[begin Dataset records]
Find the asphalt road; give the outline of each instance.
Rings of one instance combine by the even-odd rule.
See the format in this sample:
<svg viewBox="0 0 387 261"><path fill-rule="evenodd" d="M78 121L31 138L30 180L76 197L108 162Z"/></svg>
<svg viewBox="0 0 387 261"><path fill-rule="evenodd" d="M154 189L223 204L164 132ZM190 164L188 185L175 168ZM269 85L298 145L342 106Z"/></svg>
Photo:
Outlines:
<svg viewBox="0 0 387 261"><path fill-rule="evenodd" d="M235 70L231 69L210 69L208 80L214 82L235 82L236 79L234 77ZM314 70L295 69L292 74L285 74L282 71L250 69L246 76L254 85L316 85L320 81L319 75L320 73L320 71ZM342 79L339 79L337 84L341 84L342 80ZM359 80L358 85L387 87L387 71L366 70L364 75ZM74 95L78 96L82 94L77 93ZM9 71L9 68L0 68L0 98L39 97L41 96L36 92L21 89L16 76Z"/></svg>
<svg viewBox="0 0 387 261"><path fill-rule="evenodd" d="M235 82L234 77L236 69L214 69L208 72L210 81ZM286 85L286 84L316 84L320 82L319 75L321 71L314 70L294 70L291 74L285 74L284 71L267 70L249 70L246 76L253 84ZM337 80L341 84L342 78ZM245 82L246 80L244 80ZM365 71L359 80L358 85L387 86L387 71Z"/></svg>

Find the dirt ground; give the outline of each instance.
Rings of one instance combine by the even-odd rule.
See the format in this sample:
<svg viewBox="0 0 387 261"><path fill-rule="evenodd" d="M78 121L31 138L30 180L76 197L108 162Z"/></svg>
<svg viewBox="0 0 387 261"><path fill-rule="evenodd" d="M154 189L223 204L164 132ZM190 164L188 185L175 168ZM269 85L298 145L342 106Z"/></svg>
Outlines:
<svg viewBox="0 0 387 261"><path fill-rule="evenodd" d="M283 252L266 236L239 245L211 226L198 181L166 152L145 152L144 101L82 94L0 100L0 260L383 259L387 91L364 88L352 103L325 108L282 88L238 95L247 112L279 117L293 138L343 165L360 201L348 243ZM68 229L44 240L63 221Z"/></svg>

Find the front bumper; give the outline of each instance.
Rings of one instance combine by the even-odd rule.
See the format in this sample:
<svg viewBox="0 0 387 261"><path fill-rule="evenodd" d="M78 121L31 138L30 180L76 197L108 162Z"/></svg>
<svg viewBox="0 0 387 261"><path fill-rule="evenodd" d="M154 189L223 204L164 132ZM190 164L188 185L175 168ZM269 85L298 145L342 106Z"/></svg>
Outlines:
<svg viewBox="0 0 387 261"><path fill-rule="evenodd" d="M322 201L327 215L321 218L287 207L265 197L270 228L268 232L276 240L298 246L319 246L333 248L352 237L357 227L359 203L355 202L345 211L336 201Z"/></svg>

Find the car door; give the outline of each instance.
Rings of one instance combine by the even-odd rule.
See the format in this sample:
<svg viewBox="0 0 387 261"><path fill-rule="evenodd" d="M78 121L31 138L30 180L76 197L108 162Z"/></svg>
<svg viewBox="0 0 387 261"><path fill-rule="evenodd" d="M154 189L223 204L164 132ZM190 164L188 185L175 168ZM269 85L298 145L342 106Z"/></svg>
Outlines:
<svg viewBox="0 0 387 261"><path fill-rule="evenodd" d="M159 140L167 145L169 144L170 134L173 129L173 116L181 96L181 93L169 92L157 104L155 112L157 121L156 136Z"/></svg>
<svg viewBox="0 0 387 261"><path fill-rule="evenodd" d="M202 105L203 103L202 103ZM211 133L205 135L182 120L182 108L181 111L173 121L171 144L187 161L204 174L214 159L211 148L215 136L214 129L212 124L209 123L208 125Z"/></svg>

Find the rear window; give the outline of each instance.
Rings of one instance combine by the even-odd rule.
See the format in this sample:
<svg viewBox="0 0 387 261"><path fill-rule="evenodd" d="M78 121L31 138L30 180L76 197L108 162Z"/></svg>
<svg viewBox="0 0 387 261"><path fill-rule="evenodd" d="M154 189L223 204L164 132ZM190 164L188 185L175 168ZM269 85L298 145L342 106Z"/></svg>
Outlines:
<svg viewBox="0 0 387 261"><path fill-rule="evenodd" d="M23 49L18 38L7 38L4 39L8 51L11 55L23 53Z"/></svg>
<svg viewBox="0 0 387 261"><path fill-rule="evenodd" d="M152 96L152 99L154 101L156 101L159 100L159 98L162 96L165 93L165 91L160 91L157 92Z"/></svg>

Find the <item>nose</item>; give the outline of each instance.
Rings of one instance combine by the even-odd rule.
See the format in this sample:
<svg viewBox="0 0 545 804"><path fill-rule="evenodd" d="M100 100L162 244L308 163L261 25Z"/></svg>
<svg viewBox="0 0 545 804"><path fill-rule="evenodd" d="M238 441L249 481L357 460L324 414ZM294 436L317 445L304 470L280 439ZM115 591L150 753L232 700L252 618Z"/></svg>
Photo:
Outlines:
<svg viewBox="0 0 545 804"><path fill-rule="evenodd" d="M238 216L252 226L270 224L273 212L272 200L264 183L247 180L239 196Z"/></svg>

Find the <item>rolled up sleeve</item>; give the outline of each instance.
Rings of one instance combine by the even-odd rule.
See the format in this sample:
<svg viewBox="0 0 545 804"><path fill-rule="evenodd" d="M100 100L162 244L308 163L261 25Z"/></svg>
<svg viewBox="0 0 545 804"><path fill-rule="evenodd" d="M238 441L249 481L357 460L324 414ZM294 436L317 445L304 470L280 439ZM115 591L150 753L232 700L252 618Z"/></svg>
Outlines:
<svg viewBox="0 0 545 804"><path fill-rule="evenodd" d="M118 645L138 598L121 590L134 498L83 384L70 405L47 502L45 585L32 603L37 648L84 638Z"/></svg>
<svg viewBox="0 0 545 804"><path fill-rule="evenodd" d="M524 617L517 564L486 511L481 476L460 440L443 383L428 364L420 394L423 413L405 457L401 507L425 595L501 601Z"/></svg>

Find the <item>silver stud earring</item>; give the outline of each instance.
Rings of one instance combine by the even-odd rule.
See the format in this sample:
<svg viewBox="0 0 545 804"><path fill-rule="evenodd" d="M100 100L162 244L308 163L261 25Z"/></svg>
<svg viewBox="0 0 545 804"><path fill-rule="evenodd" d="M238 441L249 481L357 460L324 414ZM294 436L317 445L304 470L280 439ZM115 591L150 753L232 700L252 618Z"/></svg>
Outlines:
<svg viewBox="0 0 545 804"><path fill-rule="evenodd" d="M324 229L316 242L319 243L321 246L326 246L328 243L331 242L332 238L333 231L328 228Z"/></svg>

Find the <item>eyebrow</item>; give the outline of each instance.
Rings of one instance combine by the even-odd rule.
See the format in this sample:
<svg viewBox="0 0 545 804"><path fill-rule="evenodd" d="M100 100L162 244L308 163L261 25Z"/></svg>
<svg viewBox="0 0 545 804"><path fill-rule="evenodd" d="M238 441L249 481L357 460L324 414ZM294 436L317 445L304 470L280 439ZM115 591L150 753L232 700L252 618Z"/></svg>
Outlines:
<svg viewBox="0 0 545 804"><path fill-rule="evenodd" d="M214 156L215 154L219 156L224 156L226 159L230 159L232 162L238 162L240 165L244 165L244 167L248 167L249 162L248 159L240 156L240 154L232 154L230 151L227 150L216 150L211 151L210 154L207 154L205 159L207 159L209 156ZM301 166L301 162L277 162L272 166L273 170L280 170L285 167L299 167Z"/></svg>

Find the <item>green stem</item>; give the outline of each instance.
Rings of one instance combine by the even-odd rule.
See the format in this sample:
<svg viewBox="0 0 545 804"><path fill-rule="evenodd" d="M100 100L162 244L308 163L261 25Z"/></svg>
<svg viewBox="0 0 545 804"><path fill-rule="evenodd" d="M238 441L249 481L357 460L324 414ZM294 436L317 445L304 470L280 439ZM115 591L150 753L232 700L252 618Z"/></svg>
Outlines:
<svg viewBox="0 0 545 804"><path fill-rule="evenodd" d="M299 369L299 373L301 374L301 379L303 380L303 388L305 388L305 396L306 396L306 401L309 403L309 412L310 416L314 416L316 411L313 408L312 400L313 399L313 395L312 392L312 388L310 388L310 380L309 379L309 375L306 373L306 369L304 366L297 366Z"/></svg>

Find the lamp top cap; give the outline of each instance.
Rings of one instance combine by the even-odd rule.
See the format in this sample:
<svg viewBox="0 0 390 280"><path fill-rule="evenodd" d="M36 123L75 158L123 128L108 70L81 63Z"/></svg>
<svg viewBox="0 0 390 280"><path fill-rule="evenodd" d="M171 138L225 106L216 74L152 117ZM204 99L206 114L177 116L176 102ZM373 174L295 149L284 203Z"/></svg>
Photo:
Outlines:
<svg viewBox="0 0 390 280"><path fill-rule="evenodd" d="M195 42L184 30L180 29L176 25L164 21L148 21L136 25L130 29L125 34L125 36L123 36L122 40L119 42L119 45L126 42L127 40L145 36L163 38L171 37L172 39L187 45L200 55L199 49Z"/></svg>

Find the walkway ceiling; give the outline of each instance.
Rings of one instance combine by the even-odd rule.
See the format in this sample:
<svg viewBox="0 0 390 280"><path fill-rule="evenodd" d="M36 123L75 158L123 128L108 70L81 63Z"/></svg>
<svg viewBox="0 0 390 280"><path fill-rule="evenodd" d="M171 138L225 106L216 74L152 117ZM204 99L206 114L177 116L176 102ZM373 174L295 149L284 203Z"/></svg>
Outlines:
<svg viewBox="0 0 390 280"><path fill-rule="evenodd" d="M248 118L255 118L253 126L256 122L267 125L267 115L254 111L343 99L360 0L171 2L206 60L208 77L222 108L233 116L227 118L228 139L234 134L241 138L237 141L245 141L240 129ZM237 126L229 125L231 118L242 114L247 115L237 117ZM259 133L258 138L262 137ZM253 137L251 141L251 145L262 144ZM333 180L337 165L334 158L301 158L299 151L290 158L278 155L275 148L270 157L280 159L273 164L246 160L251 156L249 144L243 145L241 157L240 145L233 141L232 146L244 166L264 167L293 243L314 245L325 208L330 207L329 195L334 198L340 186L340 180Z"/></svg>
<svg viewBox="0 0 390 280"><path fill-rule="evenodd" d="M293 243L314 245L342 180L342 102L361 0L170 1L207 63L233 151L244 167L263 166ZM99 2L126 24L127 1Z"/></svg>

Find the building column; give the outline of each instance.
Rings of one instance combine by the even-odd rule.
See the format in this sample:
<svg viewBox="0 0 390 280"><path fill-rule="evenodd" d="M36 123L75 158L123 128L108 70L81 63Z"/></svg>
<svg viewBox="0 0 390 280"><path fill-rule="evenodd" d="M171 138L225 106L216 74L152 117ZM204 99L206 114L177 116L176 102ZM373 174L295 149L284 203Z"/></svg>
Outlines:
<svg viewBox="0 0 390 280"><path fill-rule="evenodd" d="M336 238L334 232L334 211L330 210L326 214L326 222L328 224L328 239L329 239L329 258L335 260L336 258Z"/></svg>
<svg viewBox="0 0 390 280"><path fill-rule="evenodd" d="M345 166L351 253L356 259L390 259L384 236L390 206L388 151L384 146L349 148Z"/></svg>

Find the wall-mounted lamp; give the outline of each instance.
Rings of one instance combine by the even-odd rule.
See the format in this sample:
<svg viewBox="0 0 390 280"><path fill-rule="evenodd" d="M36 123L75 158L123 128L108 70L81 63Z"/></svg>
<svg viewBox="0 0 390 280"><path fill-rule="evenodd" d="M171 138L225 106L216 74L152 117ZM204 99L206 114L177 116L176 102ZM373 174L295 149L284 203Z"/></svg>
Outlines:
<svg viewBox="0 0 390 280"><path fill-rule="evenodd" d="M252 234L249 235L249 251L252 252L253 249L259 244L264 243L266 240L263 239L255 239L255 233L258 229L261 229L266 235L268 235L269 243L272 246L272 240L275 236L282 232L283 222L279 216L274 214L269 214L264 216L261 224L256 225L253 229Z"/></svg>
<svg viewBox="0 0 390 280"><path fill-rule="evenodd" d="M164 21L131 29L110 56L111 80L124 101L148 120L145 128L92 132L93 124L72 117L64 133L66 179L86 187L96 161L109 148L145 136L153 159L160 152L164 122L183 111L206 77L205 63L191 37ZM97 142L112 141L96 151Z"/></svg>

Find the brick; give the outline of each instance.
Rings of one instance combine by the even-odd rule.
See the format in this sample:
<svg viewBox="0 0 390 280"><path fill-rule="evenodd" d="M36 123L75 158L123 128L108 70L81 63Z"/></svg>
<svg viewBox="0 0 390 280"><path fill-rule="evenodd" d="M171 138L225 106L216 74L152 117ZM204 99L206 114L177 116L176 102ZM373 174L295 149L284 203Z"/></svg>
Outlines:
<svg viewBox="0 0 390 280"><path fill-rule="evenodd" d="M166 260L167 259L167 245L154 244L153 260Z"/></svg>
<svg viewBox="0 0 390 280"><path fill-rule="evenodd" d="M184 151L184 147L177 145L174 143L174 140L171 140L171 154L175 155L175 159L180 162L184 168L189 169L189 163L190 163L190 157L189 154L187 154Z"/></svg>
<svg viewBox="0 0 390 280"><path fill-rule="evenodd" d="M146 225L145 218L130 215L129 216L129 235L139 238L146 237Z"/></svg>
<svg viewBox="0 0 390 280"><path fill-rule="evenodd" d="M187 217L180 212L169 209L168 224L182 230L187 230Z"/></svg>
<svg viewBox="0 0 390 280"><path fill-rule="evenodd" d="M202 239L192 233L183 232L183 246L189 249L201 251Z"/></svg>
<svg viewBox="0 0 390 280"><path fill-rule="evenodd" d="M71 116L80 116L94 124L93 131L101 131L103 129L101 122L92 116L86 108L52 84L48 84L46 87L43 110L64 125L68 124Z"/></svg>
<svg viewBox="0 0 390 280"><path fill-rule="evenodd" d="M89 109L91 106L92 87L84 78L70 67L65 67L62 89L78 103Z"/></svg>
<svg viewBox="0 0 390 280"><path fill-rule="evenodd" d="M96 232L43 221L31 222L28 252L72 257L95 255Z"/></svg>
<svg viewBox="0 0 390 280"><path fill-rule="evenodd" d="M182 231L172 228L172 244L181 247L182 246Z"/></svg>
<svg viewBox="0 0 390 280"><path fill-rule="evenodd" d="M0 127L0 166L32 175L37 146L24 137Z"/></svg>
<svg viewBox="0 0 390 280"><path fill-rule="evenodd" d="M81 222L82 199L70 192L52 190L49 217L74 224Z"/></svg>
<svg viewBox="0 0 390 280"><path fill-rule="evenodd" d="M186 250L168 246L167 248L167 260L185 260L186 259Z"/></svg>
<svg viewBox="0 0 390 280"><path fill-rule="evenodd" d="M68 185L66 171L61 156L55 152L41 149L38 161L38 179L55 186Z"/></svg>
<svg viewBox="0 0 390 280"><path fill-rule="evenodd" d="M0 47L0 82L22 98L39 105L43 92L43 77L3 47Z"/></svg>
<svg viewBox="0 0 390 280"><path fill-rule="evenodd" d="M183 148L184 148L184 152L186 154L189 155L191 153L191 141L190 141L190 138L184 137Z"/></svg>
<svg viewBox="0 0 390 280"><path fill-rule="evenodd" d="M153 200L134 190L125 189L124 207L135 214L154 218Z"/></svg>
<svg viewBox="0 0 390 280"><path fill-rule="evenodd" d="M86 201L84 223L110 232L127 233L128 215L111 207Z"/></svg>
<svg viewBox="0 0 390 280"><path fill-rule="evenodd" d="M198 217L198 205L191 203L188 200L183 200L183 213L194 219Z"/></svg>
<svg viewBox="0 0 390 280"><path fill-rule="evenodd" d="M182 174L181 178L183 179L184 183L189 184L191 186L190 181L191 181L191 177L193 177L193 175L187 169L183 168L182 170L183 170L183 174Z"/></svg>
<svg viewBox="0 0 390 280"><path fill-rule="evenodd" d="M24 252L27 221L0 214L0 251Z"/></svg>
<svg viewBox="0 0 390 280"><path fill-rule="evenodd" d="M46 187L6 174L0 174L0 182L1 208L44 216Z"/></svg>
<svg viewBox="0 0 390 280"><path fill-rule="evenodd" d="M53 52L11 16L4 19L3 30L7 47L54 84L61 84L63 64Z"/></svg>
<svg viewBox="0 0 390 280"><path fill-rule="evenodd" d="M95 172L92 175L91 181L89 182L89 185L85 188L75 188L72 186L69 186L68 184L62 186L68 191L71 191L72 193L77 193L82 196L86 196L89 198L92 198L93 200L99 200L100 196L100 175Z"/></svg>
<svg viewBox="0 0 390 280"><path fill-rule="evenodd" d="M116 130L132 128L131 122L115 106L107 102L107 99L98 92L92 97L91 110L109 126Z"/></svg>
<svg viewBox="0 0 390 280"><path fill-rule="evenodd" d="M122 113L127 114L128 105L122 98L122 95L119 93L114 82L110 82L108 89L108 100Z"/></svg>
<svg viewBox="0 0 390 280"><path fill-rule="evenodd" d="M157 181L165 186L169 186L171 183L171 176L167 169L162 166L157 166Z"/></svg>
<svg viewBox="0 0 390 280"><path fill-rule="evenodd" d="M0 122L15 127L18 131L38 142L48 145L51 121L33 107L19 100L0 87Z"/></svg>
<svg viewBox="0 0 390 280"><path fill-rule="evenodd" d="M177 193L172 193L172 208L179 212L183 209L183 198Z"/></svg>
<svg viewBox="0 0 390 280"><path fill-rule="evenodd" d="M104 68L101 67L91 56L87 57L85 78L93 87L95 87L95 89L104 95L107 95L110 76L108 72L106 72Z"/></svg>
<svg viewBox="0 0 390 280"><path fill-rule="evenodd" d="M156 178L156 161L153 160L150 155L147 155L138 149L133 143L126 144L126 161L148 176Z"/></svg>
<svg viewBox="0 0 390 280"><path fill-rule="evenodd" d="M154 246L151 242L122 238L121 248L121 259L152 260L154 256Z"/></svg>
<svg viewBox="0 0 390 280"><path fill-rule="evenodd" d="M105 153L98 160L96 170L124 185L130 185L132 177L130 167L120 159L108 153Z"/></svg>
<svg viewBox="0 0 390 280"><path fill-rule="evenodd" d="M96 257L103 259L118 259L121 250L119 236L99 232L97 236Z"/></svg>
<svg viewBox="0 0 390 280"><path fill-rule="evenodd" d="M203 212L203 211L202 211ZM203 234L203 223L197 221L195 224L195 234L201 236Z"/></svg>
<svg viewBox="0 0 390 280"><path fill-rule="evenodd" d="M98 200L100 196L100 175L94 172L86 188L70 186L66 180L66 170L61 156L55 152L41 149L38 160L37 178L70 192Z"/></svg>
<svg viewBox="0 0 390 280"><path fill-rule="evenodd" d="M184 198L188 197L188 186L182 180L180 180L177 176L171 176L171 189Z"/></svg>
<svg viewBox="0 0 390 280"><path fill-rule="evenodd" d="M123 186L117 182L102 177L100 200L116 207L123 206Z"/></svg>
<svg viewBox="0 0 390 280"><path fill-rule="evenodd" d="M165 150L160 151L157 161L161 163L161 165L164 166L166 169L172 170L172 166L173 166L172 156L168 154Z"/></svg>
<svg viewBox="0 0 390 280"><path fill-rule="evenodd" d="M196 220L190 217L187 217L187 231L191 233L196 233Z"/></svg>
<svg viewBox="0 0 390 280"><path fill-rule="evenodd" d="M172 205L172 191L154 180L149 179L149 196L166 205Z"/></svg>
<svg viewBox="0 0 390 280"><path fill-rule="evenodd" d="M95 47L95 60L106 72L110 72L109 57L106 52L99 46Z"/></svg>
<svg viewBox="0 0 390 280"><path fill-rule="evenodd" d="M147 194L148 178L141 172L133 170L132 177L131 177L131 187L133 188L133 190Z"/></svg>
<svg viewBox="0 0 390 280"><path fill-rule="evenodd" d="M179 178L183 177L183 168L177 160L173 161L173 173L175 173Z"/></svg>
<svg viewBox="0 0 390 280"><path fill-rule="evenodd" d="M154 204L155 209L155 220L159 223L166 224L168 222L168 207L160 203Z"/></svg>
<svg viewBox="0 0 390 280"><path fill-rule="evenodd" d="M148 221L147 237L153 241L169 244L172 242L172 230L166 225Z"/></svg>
[end Dataset records]
## The request
Collect every line of the entries that contains the word "item".

## Solution to the problem
Find the <item>nose</item>; give the outline of each instance.
Find the <item>rolled up sleeve</item>; give the outline of each instance.
Find the <item>silver stud earring</item>; give the outline of each instance.
Find the <item>eyebrow</item>; give the outline of each instance.
Find the <item>green stem</item>; give the outline of each instance.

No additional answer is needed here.